• **EXERCISE BRIEF**
Can you give every line of the records below as a JSON list of strings, one string per line and no blank lines? Leave the pictures out of the list.

• **SUPPLIED ENTRIES**

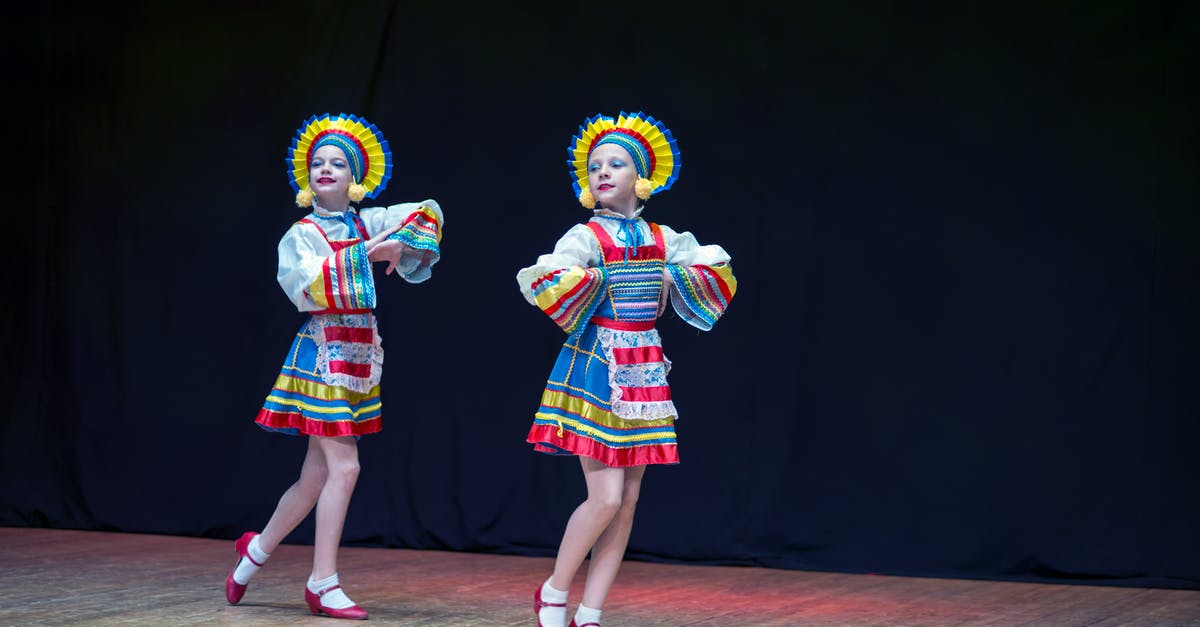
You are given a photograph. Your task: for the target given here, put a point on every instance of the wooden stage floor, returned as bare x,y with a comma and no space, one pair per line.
55,577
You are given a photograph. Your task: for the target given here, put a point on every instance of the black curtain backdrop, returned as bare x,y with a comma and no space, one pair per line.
965,341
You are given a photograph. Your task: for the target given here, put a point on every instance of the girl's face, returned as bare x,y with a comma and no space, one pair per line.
611,177
329,175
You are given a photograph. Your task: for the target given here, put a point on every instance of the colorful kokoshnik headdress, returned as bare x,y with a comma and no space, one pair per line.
647,141
367,151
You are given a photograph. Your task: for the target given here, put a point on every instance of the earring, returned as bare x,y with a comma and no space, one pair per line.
587,199
643,187
304,198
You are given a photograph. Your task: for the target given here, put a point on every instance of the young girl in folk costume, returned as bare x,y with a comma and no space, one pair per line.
329,386
607,398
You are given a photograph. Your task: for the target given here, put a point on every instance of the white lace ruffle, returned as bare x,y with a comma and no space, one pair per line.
645,375
351,352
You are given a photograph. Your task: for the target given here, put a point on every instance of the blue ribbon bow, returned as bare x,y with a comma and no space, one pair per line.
628,233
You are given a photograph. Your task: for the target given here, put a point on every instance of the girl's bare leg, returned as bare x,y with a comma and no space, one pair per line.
610,547
589,520
298,500
341,455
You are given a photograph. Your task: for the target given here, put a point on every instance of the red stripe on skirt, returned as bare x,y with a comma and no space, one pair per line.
348,334
349,368
655,394
641,354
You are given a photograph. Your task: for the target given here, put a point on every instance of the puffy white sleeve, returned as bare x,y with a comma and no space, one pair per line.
702,276
420,230
567,284
316,278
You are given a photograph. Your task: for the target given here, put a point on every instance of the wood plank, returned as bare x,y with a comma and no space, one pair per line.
64,577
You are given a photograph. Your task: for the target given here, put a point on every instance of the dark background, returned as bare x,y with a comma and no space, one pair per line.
965,340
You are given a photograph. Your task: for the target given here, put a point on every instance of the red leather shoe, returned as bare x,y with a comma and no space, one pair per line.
538,603
234,590
317,607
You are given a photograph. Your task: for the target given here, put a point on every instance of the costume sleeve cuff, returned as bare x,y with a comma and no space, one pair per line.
421,232
702,292
345,281
570,296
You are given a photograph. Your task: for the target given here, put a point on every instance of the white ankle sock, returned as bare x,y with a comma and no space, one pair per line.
334,598
246,568
585,615
552,616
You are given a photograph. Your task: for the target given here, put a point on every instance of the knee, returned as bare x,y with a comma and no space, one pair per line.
345,472
606,505
312,481
628,503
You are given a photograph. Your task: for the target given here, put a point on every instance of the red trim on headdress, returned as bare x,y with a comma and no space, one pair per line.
630,133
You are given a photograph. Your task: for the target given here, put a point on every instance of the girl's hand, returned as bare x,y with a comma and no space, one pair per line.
388,250
382,237
665,294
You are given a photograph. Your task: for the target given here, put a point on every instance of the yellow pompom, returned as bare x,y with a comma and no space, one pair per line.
587,199
304,198
643,187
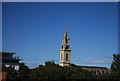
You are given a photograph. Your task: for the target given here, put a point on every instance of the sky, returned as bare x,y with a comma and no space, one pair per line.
34,31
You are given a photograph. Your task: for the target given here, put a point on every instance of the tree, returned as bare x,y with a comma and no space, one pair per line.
115,66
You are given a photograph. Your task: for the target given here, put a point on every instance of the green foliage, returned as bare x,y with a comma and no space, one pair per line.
115,66
51,71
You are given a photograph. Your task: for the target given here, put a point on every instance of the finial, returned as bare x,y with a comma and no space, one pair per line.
66,28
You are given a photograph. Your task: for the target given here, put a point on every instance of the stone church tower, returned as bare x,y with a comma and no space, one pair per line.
65,50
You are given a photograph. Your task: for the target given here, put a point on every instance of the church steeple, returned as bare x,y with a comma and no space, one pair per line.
65,50
66,30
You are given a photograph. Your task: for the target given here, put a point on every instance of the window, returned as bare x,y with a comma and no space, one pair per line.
66,56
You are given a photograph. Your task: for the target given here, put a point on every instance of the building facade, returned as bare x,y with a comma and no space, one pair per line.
8,59
65,50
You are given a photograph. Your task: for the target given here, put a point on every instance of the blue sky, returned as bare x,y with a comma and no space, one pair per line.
34,31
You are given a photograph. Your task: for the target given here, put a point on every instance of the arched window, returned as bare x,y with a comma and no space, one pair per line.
66,56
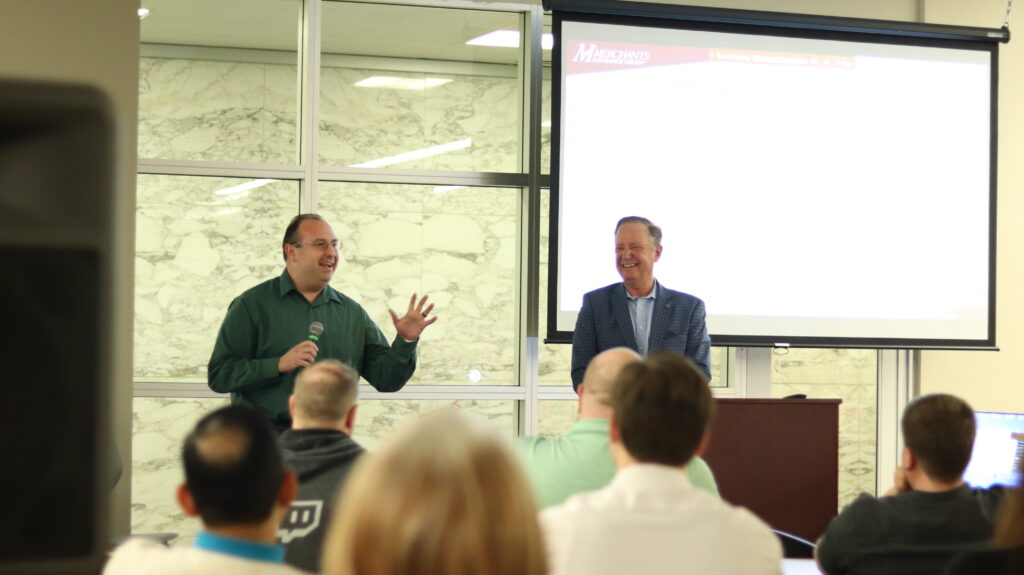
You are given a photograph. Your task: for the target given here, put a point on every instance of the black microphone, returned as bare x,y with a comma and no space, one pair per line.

• **EXERCISE RESPONSE**
[
  "You are given a photograph. Your task: for the target given here, put a point on every instance of the wooden stage floor, returned as bare x,y with a comma and no space, one pair per line.",
  "55,577",
  "You are given a photograph. Your task: for the target given here, put a point on every instance of the black curtain backdrop, returned as bare x,y with a comma and no space, one pair per line.",
  "965,341",
  "You are given a photograph. Your task: for the target given here, put a point on every instance of the girl's face, returned as bare x,y with a comma and no space, one pair per line.",
  "611,177",
  "329,175",
  "You are given a photograph. Your task: for the target given here, put a point on every instance of the colorful kokoshnik headdress, returned as bare x,y with a comma and no space, one pair per line.",
  "647,141",
  "367,151",
  "You are given a photograph. Your task: for the target given here, put a point on every instance of the earring, returned as bare x,y with a comma and no space, one pair per line.",
  "587,199",
  "643,187",
  "304,198",
  "You are given a photograph. Your task: for the target given here, put a point on every instance of the young girl in folk costume, returned as bare x,y with a comma and no space, one pair per line.",
  "329,386",
  "607,398",
  "You are given a photograph. Your task: for the target given here, put a point on every instance of the white lace ruffle, returned as bare x,y with a comma and no space, one pair per line.",
  "645,375",
  "351,352",
  "You are given a photograph. Your task: for the target given here, put a point on every instance of the blue ribbon bow, returned as bare x,y with a comma and no space, one pair per line.",
  "628,233",
  "You are given a photograph. Your task: for the target given here, put a point on every instance of the girl's bare leg, returned as bare x,y with a comma and no space, one pair per line.",
  "610,547",
  "589,520",
  "298,500",
  "341,455",
  "You are given a photograph. Your task: for the target given here, put a point on every instance of the red stripe on skirt, returned as bare x,y with a comma and no space, one pair per line.",
  "348,334",
  "349,368",
  "655,394",
  "641,354",
  "You are given a photograph. Your task: for the target given here, put a point on every instance of the puffy white sleeve, returned as bare x,y with a comma and no space, one pair per line.",
  "702,276",
  "420,230",
  "567,284",
  "316,278",
  "You are given a photograph. Your task: for the target given here, put a point on every instance of the wood plank, returned as bare x,y with a comma and no space, one pair per line.",
  "64,577",
  "You are given a photograph. Your task: for the target given here, put a point on every instance of the dark background, returned as bare x,y with a comma and no space, one pair per line.",
  "965,340",
  "You are given a photograph. Your task: for the target given here, put a point on every instance of the red leather shoe, returned as bare x,y with a comma and no space, one pair per line.",
  "538,603",
  "234,590",
  "317,607",
  "You are given a photograph. Your task: for the target given here, put a point on every instance of the costume sleeve cuff, returned as bare x,y with a comma and no space, one pair per line.",
  "421,232",
  "702,292",
  "345,281",
  "570,296",
  "You are given a photograph. Your task: for the target given here, put a point on every instance of the white ankle sock, returned as bare x,y with a comma and no space, one pair per line.",
  "334,598",
  "246,568",
  "585,615",
  "552,616",
  "You are given a photograph. Your task: for the target given here, put a point on every instance of the knee, returned as bare x,y with a comma and no space, one pair per line.",
  "345,472",
  "606,505",
  "312,481",
  "628,503",
  "You are given a photograph. Your task: for the target given here, put a point on every instance of the red trim on headdress, returned as bare x,y with a comma and no space, one pair per line.",
  "630,133",
  "You are given a photograph. Your task: for the target given here, put a point on every instance of the girl's hand, returned as bare x,y with a comma and no space, one pair per line.",
  "388,250",
  "382,237",
  "665,294",
  "You are given a photograph. Your task: for the target given here, put a point on every instance of the yellow pompom, returned as bare x,y with a comma and no space, one pair per line.",
  "587,199",
  "304,198",
  "643,187",
  "You are given a photograph. Your task: for the target given here, put a point on every instance of the sky, returned as bare x,y with a comma and no space, one pair per line.",
  "34,31",
  "You are given a photograph. Your task: for the target given here, put a point on every instance of the tree, returned as bare x,y with a comma and no space, one pair per line.",
  "115,66",
  "You are given a photograph. Your task: for the target given here, put a point on every instance of the green foliage, returned as bare x,y with a comma and no space, one pair per line.",
  "115,66",
  "51,71",
  "You are given a photograph. Your task: for the target given here, put a point on every instance of the finial, returned as bare x,y with a comma and no space, one pair per line.",
  "66,28",
  "You are given a photograph. Your task: for the target given here, put a point on every instance of the stone church tower, returned as bare x,y with a comma and no space, one pair per line.",
  "65,50",
  "You are given a photograph. Your task: for the target given here, put a point on every instance of the church steeple, returned as bare x,y with a comma and no space, one pair per line.",
  "65,50",
  "66,30",
  "You are given a photograph. Your task: for the target given here, put a point on every instance of the window, returned as bare x,y with a comma and no space, one pair per line.",
  "66,56",
  "You are given a photograph. Your task: for the target given here, put a point on every instance of the building facade, returned as bare x,y with a comma and no space, one pair per line.",
  "8,59",
  "65,50",
  "You are given a photograph. Your task: for the target given here, put a point on every instance of the blue sky, returned as bare x,y with a comma and no space, one pair per line.",
  "34,31",
  "You are given a photograph. Your task: for the target given here, put a point on every instance of the arched window, returned as bare x,y with a comma and no space, one pair per line.",
  "66,56",
  "You are given a photograph. Your task: for the target given here, put a point on every instance of the black microphone, returned as bare x,y with a comma and no space, one pair per line."
]